Could you copy every line of the material below, character for character, without changing anything?

▸ **Working data**
"""
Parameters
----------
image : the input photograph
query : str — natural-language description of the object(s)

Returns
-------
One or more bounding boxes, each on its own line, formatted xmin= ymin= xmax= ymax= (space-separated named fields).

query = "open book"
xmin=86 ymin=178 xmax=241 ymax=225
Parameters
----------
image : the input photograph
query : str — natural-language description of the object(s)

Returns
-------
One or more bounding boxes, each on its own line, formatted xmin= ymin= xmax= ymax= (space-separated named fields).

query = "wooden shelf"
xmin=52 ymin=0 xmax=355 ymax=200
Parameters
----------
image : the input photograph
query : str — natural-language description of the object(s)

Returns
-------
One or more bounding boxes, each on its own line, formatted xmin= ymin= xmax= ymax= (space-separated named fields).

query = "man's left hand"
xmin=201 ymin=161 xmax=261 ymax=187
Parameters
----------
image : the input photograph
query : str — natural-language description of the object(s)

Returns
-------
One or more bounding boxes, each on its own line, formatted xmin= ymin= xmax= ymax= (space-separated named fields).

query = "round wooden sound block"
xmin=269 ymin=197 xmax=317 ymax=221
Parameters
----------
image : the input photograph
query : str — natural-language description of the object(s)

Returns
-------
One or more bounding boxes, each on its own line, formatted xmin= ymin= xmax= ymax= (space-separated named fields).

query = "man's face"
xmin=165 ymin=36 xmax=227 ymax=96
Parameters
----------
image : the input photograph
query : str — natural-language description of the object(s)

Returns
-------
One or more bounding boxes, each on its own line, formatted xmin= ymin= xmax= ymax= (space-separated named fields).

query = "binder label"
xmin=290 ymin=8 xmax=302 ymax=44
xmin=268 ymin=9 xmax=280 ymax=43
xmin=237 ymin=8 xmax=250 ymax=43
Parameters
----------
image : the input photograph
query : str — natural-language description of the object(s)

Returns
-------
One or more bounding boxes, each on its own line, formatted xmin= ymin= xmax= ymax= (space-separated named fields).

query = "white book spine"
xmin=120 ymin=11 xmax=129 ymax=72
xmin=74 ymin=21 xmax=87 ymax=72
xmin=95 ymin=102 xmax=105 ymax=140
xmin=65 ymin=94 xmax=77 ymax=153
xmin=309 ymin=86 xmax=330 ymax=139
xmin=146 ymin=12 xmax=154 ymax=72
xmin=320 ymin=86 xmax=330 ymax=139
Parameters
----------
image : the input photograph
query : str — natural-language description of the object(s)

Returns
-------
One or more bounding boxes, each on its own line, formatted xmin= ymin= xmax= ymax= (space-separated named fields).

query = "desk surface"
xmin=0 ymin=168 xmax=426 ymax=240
"""
▸ **The response**
Parameters
----------
image : the input photograph
query : str — natural-language description of the object(s)

Returns
-------
One or more bounding boxes, each on its own line, formatted xmin= ymin= xmax= ymax= (space-separated named fields).

query = "open book"
xmin=86 ymin=178 xmax=241 ymax=225
Parameters
----------
image : the input photograph
query : str — natural-language description of the object(s)

Returns
-------
One or more bounding boxes, each on its own line, formatted xmin= ymin= xmax= ymax= (space-separated named fields).

query = "wooden shelf"
xmin=52 ymin=0 xmax=355 ymax=200
Parameters
----------
image : the input photograph
query : str — natural-language description of the object(s)

Returns
-------
One or more bounding boxes, each on its own line, formatted xmin= ymin= xmax= ymax= (space-separated named fields).

query = "man's left hand"
xmin=201 ymin=161 xmax=261 ymax=187
Parameters
----------
image : the input photograph
query : str — natural-language description of the object(s)

Returns
-------
One or more bounding boxes, each on its own line, formatted xmin= ymin= xmax= ymax= (space-separated named fields).

query = "round wooden sound block"
xmin=269 ymin=197 xmax=317 ymax=221
Parameters
----------
image : the input photograph
query : str — natural-language description of the object(s)

Returns
-------
One or more bounding boxes, each on its own line, formatted xmin= ymin= xmax= ymax= (space-separated named fields).

query = "man's face"
xmin=165 ymin=36 xmax=227 ymax=96
Parameters
----------
image : the input photograph
query : str — natural-language description of the object(s)

Returns
-------
One or more bounding boxes, each on its own line, formatted xmin= ymin= xmax= ymax= (space-separated named fields).

query = "binder label"
xmin=290 ymin=8 xmax=302 ymax=44
xmin=268 ymin=9 xmax=280 ymax=43
xmin=237 ymin=8 xmax=250 ymax=43
Parameters
----------
image : the input photograph
query : str — natural-language description of the object(s)

Returns
-------
One or more bounding boxes, each on its own line, formatted xmin= ymin= xmax= ymax= (space-separated named fields).

query = "white book spine"
xmin=120 ymin=11 xmax=129 ymax=72
xmin=74 ymin=21 xmax=87 ymax=72
xmin=95 ymin=102 xmax=105 ymax=140
xmin=65 ymin=94 xmax=77 ymax=153
xmin=309 ymin=86 xmax=330 ymax=139
xmin=146 ymin=12 xmax=154 ymax=72
xmin=320 ymin=86 xmax=330 ymax=139
Parameters
----------
image : the input photograph
query : str — natural-language description of the object(s)

Returns
-------
One or more bounding boxes, each on its own line, formatted xmin= ymin= xmax= ymax= (space-separated named fields).

query = "desk surface"
xmin=0 ymin=168 xmax=426 ymax=240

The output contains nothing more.